▶ [Teks Sumber]:
╔══

Kerangka kerja keamanan siber itu diluncurkan setelah lonjakan peretasan, yang rata-rata mencapai 1,62 juta per hari pada tahun 2023, dengan sekitar 80% di antaranya diatur oleh Pyongyang, demikian menurut Badan Intelijen Nasional (National Intelligence Service – NIS) Korea Selatan. Beberapa targetnya mencakup perusahaan pembuat kapal, produsen drone, dan lembaga pertanian.
Secara global, peretas Korea Utara dicurigai mencuri sekitar 50,9 triliun rupiah (3 miliar dolar A.S.) dalam bentuk mata uang kripto di antara tahun 2017 dan 2023, sebagian untuk mendanai program senjata pemusnah massal terlarang rezim itu, demikian menurut Perserikatan Bangsa-Bangsa.
“Di tingkat pemerintahan, mekanisme pertahanan berbasis AI merupakan bagian penting dari Strategi Keamanan Siber Nasional baru, yang menekankan kemampuan untuk mengidentifikasi, memprediksi, dan menanggapi ancaman siber dengan cepat,” ungkap Tae Yeon Eom.
Dia mengatakan Komando Operasi Siber Seoul memanfaatkan AI untuk mengidentifikasi, menilai, dan menetralisasi ancaman. Sementara itu, perusahaan keamanan siber, dengan dukungan dan investasi pemerintah, menggunakan AI untuk meningkatkan deteksi anomali, menganalisis intelijen ancaman, dan memperkuat kapabilitas respons waktu nyata.
Prakarsa utama Rencana Dasar Keamanan Siber Nasional itu difokuskan pada peningkatan ketahanan infrastruktur kritis, peningkatan kolaborasi industri-akademisi, dan penyempurnaan kerangka hukum untuk memperjelas peran individu, bisnis, dan pemerintah.
Komando Operasi Siber dan NIS bermitra dengan sektor swasta untuk melawan pencurian mata uang kripto, demikian ungkap Tae Yeon Eom. Langkah-langkahnya meliputi pemantauan waktu nyata dan pelacakan transaksi secara forensik. Sementara itu, pengguna bursa mata uang kripto Korea Selatan harus memverifikasi identitas mereka.
Tae Yeon Eom mengutip Cyber Partners yang dipimpin NIS sebagai contoh kolaborasi publik-swasta. Berdasarkan prakarsa itu, kontraktor pertahanan tengah bermitra dengan perusahaan rintisan dan penyedia teknologi AI “untuk mengembangkan sistem pertahanan AI khusus, seperti algoritme deteksi ancaman otonom, sistem tanpa awak, dan platform analitik prediktif canggih,” ungkapnya.

╚══

[Butir data]
╔══

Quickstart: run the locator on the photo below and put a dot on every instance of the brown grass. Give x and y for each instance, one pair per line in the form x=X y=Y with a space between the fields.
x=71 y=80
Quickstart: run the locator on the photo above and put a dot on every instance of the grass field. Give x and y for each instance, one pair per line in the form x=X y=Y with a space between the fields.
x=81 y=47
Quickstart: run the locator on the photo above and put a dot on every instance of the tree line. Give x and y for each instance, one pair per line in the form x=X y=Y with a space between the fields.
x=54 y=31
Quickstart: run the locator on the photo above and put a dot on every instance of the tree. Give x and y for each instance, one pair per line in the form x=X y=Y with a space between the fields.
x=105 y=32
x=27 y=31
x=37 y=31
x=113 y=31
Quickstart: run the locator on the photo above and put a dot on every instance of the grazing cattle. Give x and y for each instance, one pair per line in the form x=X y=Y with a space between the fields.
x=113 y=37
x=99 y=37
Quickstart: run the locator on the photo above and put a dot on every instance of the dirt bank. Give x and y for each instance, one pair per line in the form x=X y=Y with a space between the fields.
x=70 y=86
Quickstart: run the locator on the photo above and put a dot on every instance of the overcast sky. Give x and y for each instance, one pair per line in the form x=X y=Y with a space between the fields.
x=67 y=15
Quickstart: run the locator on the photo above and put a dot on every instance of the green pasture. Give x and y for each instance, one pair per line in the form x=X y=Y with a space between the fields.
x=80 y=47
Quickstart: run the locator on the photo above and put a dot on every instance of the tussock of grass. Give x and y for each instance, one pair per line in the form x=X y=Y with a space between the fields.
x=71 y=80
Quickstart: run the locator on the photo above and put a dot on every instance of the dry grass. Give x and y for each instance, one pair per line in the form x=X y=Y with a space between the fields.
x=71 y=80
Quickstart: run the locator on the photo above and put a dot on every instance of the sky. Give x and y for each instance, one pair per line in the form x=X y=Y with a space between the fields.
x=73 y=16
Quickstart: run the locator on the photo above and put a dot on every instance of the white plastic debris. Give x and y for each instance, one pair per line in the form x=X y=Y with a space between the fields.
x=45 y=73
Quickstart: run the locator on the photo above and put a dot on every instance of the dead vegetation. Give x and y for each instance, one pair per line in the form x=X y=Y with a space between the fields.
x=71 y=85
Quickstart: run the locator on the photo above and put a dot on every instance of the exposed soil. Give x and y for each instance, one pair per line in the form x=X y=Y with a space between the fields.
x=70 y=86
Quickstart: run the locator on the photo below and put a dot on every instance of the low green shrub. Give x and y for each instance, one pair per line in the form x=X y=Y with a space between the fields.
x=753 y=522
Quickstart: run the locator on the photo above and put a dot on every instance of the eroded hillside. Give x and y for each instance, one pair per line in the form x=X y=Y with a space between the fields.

╚══

▶ [Petunjuk Pengerjaan]:
• A. Buatlah ringkasan teks sumber dalam dua kalimat.
• B. Tuliskan kembali tanpa perubahan bagian teks sumber mulai dari "Prakarsa utama Rencana" sampai dengan "bisnis, dan pemerintah.".

▶ [Kunci Jawaban]:
• A. Sebuah kerangka kerja keamanan siber diluncurkan setelah lonjakan peretasan yang rata-rata mencapai 1,62 juta per hari pada tahun 2023, dengan sekitar 80% di antaranya diatur oleh Pyongyang menurut NIS Korea Selatan. Menurut Tae Yeon Eom, mekanisme pertahanan berbasis AI merupakan bagian penting dari Strategi Keamanan Siber Nasional yang baru, sementara Komando Operasi Siber dan NIS bermitra dengan sektor swasta untuk melawan pencurian mata uang kripto.

• B.
Prakarsa utama Rencana Dasar Keamanan Siber Nasional itu difokuskan pada peningkatan ketahanan infrastruktur kritis, peningkatan kolaborasi industri-akademisi, dan penyempurnaan kerangka hukum untuk memperjelas peran individu, bisnis, dan pemerintah.